* [Task 1]:
Say whether each statement below agrees with the thread about offline chatbots: (a) one reply says flan-t5-large should run on most GPUs; (b) one reply says InstructGPT has 175 billion parameters; (c) the last reply calls ChatGPT portable. Answer yes or no for each, and quote the deciding words of the thread.
* [Task 2]:
Print the part of the thread about offline chatbots between "I think I read" and "other cultural languages).", inclusive.

* [Reading passage]:
Ask HN: When/where can we get an offline GPT3 type chatbot?
With the new OpenAI's ChatGPT, it's super neat and all. But there were lots of issues I had with it, sometimes I felt like I was running into arbitrary guard rails because they are concerned about bad PR or something.
Also the fact that you have no control on weights or other modifications to help steer it into certain areas.
After having been majorly spoiled by StableDiffusion and being offline and all the community mods/changes that have been contributed to it. I now what an offline chatbot model.
I think I read there are some older GPT2 that is available offline but also that most of them are still considered 'inefficient'. What does this mean? Is it the compute to use it, or the physical size of the model? Would it be at all possible to split it into groups or stuff (e.g. I only care about English and programming languages and not about other cultural languages).
I am sorry if this is common knowledge to those in the know, but could someone help share some details if what I am asking is silly(like asking for an offline version of a search engine) or I am asking the wrong questions?
I think the best publicly available model that can follow instructions right now is https://huggingface.co/bigscience/bloomz.
It has 176 billion trainable parameters, but I think it uses up terabytes of memory, so there is a trade off between model size and the ability of the model.
On most GPUs, you should be able to run https://huggingface.co/google/flan-t5-large. It is pretty good and is trained to follow instructions.
InstructGPT is actually 1.3B, you don't need 175B like initial GPT-3 model: https://openai.com/blog/instruction-following/
ChatGPT is likely a much better variant, but also must be still small and will likely be portable.
ChatGPT is based on GPT3.5 which is a series of 175B models that includes code-davinci-002, text-davinci-002, and text-davinci-003. I do not think of it as portable.

* [Dataset entries]:
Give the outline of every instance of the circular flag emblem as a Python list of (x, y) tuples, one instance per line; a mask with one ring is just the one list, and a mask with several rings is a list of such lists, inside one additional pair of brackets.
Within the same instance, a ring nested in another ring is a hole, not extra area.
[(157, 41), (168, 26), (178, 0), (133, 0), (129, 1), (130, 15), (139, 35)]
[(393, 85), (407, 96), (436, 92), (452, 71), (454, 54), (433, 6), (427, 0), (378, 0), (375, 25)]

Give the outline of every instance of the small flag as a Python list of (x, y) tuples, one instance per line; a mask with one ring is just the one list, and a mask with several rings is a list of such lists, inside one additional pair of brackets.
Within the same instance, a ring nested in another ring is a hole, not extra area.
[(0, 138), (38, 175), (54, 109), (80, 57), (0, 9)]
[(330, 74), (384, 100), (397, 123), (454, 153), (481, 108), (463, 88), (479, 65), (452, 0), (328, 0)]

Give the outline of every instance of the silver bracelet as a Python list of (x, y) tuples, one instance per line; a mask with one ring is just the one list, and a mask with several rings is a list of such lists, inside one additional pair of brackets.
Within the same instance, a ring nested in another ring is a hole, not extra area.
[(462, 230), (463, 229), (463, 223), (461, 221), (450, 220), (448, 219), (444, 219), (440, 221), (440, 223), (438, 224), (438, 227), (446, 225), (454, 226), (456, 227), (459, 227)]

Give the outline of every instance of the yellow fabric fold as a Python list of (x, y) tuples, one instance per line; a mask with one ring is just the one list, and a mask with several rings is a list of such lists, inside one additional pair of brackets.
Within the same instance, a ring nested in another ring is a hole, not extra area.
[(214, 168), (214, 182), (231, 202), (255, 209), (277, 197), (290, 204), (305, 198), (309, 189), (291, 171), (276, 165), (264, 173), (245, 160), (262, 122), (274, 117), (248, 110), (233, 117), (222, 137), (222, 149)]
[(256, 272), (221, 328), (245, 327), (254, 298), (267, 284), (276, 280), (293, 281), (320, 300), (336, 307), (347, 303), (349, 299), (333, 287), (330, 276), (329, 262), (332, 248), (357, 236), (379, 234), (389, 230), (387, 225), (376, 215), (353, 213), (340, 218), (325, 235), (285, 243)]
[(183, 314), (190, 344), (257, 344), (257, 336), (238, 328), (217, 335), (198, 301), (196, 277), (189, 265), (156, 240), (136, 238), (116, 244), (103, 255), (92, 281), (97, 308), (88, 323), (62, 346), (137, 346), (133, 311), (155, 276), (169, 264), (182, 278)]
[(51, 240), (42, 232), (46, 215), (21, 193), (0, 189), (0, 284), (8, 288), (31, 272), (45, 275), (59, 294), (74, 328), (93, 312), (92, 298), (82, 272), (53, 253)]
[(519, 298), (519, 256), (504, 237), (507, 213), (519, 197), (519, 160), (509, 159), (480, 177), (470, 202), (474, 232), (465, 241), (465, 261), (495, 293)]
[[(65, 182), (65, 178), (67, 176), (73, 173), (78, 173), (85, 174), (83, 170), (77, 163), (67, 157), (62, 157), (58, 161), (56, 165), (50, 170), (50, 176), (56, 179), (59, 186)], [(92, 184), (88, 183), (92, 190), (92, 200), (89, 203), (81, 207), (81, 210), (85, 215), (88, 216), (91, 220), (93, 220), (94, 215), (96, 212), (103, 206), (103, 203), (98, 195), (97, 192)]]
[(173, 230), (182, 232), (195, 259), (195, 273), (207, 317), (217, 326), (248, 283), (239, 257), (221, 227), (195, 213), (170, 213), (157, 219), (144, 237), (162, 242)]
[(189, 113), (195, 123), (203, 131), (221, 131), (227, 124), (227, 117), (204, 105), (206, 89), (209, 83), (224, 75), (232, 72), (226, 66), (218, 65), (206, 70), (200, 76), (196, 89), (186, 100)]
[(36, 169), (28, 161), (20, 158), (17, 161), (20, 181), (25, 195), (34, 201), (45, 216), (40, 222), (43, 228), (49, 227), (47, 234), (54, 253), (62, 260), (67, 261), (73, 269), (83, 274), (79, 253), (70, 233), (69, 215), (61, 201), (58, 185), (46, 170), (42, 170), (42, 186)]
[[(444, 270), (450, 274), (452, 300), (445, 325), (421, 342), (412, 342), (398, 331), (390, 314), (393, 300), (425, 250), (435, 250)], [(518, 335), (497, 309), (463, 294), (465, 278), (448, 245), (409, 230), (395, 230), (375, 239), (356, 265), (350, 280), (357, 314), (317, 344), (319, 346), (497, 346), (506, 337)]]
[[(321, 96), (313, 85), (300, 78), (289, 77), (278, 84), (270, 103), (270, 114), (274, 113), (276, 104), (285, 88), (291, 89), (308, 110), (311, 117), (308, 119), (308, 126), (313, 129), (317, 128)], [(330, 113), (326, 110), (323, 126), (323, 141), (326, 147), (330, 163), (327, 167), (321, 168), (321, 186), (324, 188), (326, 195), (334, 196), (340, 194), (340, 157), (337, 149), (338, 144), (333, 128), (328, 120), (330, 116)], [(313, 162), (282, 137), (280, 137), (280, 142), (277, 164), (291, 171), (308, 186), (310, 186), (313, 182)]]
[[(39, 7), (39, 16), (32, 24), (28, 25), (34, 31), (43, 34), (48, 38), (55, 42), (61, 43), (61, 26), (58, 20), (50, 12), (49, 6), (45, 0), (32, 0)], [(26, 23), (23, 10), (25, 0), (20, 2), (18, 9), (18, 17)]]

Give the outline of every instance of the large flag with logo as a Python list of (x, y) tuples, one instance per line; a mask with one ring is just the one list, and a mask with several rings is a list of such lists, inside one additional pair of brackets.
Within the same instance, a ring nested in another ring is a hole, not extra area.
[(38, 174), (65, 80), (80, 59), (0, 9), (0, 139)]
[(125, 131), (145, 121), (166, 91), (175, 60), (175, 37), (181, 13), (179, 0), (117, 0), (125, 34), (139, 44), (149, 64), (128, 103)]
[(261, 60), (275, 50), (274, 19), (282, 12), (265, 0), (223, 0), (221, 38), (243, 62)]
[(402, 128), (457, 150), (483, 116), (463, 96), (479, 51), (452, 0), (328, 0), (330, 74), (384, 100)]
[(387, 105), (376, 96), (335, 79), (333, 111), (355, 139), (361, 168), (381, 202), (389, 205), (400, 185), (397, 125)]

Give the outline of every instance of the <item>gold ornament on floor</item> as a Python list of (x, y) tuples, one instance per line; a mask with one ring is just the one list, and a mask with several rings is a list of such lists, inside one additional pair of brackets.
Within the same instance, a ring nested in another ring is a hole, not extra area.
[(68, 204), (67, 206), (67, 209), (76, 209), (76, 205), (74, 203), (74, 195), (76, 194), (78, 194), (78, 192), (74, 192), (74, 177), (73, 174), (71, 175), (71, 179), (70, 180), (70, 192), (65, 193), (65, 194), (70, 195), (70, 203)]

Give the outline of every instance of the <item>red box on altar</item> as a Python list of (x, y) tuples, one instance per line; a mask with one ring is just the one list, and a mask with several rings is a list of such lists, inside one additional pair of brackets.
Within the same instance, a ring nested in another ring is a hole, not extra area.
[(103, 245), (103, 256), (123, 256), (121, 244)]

* [Exercise result 1]:
(a) Yes: "On most GPUs, you should be able to run https://huggingface.co/google/flan-t5-large."
(b) No: "InstructGPT is actually 1.3B, you don't need 175B like initial GPT-3 model"
(c) No: "I do not think of it as portable."

* [Exercise result 2]:
I think I read there are some older GPT2 that is available offline but also that most of them are still considered 'inefficient'. What does this mean? Is it the compute to use it, or the physical size of the model? Would it be at all possible to split it into groups or stuff (e.g. I only care about English and programming languages and not about other cultural languages).